José Antonio Marina: Catedrático de filosofía. Premio Nacional de ensayo 1.993. Doctor Honoris causa por la UP de Valencia. Autor de “Educación para la Ciudadanía. Ed. SM. Obra “Por qué soy cristiano”.
Yo creo que hasta el amor más sincero es interesado, bien por procreación, placer, o posesión, en definitiva; atiende a una necesidad. En realidad no amamos, mareamos la perdiz lo mejor que sabemos.
Quizá es que eso sea precisamente el amor, nada más (y nada menos) que eso que apunta usted.
Sr. Parrilla me resulta muy interesante su reflexión. Creo que en nuestra historia hay suficientes ejemplos de decisiones incomprensibles que solo pueden explicarse desde la falta de egoismo y que nos reconcilian con nosotros mismos y con los otros. Gracias por el artículo.
Un análisis muy interesante Sr. Parilla, ¡felicidades!
Sé que lejos de un consuelo, lo que le voy a decir, es como «para cortarse las venas», pero creo en ello: Los humanos en cuestión de emociones y sentimientos, hemos avanzado muy poco desde que somos «sapiens», seguimos los mismos parámetros (quizá debido a la genética, como usted bien apunta)
_ _ _
» Objetivo: Reproduce literalmente el pasaje del fragmento comprendido entre "Quizá es que" y "por el artículo.", ambos incluidos.
_ _ _
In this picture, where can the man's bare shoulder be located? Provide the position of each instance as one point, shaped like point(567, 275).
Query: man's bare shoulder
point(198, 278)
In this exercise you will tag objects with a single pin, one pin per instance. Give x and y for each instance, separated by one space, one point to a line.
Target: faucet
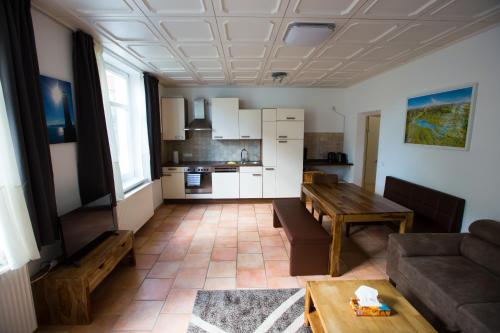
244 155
_ _ _
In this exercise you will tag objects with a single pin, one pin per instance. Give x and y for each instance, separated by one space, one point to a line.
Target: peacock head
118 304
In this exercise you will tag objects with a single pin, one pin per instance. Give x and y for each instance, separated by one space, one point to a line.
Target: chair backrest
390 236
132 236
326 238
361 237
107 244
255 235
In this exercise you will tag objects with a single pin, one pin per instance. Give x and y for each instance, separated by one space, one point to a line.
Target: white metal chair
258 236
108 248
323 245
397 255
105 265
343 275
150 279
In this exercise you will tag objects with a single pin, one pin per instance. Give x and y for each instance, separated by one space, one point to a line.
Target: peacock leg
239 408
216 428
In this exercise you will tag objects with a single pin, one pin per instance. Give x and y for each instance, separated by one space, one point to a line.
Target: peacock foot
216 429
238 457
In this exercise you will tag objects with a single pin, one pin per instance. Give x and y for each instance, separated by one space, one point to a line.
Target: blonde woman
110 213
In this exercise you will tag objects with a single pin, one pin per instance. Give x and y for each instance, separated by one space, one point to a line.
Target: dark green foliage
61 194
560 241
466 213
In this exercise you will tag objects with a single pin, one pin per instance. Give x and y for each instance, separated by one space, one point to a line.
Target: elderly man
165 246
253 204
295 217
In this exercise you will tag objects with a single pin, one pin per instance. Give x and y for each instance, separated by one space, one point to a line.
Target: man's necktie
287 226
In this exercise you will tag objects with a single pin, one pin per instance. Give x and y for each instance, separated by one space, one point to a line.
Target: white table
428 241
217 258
_ _ _
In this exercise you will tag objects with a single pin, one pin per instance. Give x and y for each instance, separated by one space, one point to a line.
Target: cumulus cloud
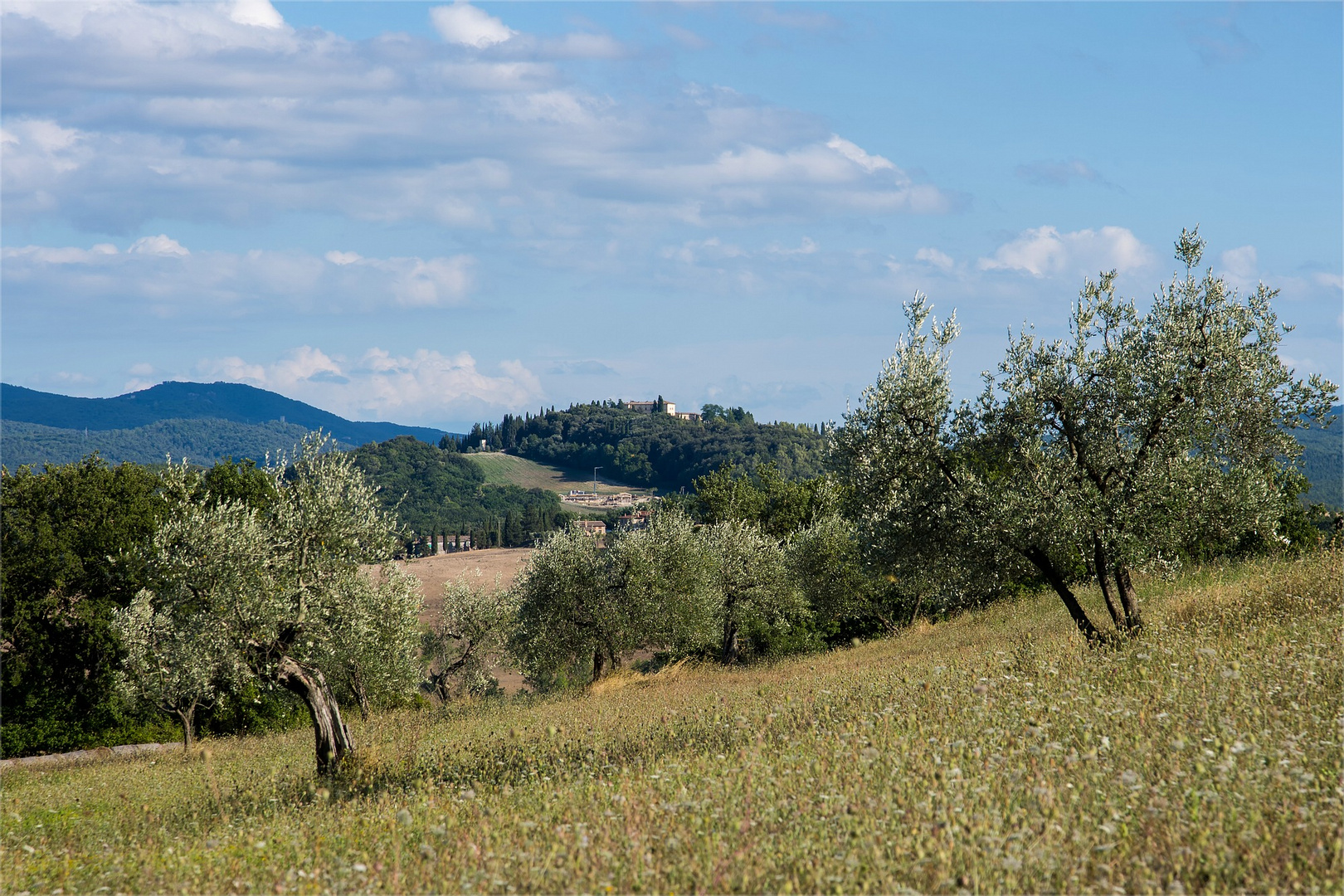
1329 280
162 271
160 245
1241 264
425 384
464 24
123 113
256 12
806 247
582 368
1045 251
_ _ _
» Resultado:
Quizá es que eso sea precisamente el amor, nada más (y nada menos) que eso que apunta usted.
Sr. Parrilla me resulta muy interesante su reflexión. Creo que en nuestra historia hay suficientes ejemplos de decisiones incomprensibles que solo pueden explicarse desde la falta de egoismo y que nos reconcilian con nosotros mismos y con los otros. Gracias por el artículo.